— START Input for this task —

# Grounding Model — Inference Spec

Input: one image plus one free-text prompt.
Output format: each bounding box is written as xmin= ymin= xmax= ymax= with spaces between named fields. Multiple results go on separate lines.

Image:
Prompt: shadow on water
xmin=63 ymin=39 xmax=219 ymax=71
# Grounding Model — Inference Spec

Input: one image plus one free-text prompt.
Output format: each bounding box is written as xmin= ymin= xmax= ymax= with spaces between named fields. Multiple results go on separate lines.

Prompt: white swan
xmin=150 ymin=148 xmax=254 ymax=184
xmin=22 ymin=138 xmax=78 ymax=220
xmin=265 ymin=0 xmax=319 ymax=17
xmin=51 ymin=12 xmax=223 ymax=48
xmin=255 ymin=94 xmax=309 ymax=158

— END Input for this task —

## Task directions
Copy all the items above line for line, changing nothing.

## Full output
# Grounding Model — Inference Spec

Input: one image plus one free-text prompt.
Output format: each bounding box is written as xmin= ymin= xmax= ymax= with spaces between named fields. Multiple results go on separate lines.

Image:
Prompt: shadow on water
xmin=63 ymin=39 xmax=219 ymax=71
# Grounding Model — Inference Spec

Input: one image plus one free-text prompt.
Output format: each bounding box is written as xmin= ymin= xmax= ymax= with spaces between named fields. Multiple results go on separate lines.

Prompt: white swan
xmin=150 ymin=148 xmax=254 ymax=184
xmin=22 ymin=138 xmax=78 ymax=220
xmin=265 ymin=0 xmax=319 ymax=17
xmin=51 ymin=12 xmax=223 ymax=48
xmin=255 ymin=94 xmax=309 ymax=158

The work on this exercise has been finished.